───── Records for the task

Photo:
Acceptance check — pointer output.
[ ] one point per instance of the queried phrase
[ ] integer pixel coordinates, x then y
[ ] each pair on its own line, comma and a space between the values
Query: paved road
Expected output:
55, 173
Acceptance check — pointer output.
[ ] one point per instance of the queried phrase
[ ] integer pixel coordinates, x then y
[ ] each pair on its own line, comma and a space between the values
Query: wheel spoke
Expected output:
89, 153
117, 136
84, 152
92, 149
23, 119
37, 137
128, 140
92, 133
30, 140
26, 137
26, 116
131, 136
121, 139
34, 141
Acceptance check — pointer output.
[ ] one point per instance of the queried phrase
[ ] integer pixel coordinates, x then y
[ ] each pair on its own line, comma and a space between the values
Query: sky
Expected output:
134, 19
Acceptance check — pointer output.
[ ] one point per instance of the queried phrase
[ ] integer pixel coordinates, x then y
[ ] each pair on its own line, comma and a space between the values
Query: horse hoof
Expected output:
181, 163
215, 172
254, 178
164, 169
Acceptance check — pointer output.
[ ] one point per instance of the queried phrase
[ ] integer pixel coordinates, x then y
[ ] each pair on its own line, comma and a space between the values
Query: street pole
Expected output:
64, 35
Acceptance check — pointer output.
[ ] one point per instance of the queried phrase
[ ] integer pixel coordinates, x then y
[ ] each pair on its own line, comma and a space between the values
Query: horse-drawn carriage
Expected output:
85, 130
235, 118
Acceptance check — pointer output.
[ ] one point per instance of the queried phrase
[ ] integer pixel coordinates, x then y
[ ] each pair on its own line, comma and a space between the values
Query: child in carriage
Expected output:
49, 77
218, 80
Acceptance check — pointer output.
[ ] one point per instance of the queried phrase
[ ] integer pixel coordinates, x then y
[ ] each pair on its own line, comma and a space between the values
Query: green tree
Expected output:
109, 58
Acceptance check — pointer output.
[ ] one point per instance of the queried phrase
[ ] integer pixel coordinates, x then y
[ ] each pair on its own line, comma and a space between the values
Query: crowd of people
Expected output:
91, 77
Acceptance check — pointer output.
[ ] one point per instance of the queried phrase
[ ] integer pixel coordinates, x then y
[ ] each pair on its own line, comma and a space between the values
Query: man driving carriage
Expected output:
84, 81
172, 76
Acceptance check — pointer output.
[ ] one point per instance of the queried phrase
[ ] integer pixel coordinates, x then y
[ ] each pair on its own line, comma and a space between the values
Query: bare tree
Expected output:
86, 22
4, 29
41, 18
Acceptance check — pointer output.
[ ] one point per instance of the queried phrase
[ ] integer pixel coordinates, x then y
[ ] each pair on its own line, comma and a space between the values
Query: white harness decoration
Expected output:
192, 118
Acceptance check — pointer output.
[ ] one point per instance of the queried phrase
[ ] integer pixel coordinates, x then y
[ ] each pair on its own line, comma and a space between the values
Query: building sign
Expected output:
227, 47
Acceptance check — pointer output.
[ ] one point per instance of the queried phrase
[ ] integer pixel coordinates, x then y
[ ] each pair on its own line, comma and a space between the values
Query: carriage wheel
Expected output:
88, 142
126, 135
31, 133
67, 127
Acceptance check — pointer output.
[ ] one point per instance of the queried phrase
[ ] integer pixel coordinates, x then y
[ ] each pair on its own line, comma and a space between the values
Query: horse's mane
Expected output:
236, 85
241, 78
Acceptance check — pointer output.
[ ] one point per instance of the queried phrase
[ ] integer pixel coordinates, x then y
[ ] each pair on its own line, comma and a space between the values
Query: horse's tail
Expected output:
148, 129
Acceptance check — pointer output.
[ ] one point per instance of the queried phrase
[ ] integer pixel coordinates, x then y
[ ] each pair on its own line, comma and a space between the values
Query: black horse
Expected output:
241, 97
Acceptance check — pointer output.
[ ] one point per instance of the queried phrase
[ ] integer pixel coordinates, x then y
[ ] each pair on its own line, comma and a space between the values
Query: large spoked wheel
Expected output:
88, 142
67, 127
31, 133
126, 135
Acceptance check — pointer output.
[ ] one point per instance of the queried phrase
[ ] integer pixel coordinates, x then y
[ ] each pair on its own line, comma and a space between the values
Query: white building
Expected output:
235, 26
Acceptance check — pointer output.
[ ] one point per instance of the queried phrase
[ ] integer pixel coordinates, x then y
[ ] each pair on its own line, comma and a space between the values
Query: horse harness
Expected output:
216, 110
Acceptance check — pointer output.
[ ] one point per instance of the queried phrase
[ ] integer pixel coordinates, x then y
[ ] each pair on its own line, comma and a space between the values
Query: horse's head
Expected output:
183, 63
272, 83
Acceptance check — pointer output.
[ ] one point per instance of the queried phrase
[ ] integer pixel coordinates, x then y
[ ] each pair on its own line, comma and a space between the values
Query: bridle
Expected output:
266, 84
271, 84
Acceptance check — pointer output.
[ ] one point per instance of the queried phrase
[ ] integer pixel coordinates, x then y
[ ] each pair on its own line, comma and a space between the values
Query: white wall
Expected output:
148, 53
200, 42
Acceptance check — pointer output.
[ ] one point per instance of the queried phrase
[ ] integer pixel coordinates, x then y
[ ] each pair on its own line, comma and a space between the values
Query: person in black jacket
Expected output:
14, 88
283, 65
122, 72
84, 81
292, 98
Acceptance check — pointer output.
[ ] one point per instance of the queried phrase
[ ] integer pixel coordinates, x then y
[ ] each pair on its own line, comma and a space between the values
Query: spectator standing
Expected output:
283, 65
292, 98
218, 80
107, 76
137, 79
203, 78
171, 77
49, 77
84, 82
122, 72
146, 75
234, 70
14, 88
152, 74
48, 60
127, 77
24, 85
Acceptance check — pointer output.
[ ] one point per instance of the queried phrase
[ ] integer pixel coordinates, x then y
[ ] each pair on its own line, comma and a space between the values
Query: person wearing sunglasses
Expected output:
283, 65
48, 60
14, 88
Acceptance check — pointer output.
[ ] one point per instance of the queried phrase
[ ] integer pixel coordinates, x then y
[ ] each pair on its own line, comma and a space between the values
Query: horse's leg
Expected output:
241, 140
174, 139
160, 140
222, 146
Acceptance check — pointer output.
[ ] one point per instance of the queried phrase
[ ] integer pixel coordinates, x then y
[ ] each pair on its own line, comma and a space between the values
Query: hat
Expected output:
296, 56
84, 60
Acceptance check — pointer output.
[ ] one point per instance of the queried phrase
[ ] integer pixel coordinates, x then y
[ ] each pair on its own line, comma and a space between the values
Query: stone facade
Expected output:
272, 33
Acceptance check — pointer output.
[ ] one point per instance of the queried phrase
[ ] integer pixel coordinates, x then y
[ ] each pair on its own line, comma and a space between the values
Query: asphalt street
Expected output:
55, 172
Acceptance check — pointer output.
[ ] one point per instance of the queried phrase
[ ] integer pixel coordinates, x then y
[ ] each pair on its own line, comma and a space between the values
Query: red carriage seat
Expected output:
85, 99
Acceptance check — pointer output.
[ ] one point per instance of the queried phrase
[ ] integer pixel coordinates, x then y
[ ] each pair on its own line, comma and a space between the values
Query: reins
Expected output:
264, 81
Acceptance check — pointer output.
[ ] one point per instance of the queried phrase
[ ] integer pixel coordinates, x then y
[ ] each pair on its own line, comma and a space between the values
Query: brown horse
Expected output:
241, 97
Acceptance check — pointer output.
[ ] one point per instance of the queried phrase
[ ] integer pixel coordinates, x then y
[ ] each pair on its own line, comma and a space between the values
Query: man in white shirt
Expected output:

──────────

### Exercise
Pull out every line above that contains the word "horse" and list those lines as they appear.

### Output for this task
Query: horse hoof
Query: horse-drawn carriage
Query: horse's mane
Query: horse's tail
Query: black horse
Query: horse harness
Query: horse's head
Query: horse's leg
Query: brown horse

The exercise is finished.